Listed entries:
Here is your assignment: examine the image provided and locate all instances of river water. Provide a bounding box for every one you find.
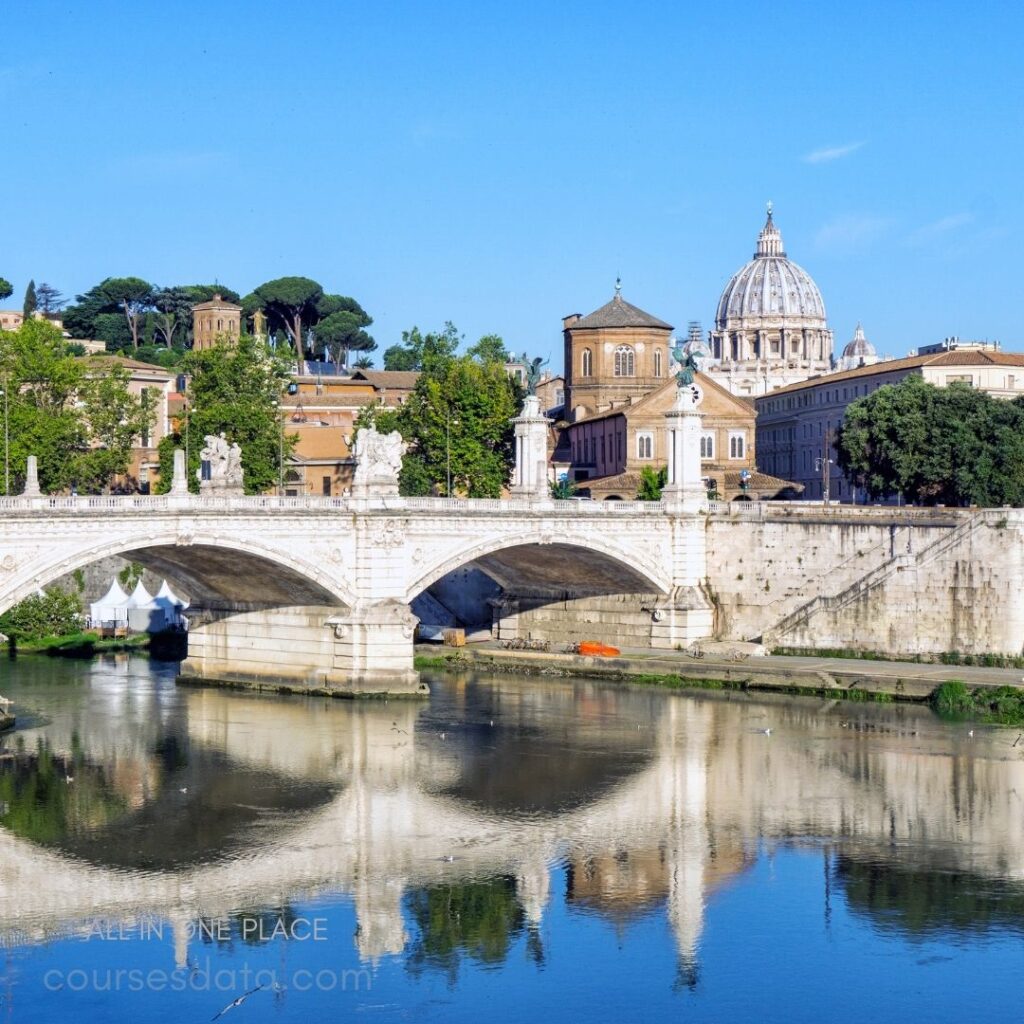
...
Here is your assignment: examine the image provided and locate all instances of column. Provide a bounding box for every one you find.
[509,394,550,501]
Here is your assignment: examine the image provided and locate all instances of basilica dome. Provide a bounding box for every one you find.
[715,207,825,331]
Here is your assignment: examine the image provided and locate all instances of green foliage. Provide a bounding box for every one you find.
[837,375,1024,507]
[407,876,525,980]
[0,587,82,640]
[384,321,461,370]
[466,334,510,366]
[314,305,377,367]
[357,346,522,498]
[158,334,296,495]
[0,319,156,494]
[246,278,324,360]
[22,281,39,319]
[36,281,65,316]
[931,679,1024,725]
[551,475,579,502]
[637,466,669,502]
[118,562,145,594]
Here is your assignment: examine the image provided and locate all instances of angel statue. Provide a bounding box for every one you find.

Prompt:
Render the lines of the records above, from the line containing "instances of basilica" through the line containing "instances of angel", as a Markdown table with the columns Row and Line. Number each line in Row and omit any blank lines.

Result:
| Row | Line |
|---|---|
| 1 | Here is your assignment: examine the image provided and locate all instances of basilica dome. Provide a bounding box for every one you find. |
| 2 | [715,207,825,331] |
| 3 | Here is your assignment: examine the image provided and locate all instances of green foliage. Provide a bounding box for every one you find. |
| 4 | [837,375,1024,507] |
| 5 | [407,876,525,980] |
| 6 | [0,587,82,640] |
| 7 | [384,321,461,370] |
| 8 | [466,334,510,366] |
| 9 | [314,305,377,367] |
| 10 | [357,346,522,498] |
| 11 | [158,334,296,495] |
| 12 | [0,319,156,494] |
| 13 | [246,278,324,360] |
| 14 | [22,281,39,319] |
| 15 | [36,281,65,316] |
| 16 | [931,679,1024,725] |
| 17 | [551,475,579,502] |
| 18 | [637,466,669,502] |
| 19 | [118,562,145,594] |
| 20 | Here is your assignment: examine the image provided and locate all instances of angel statue. Provide a bounding box for every one you find. |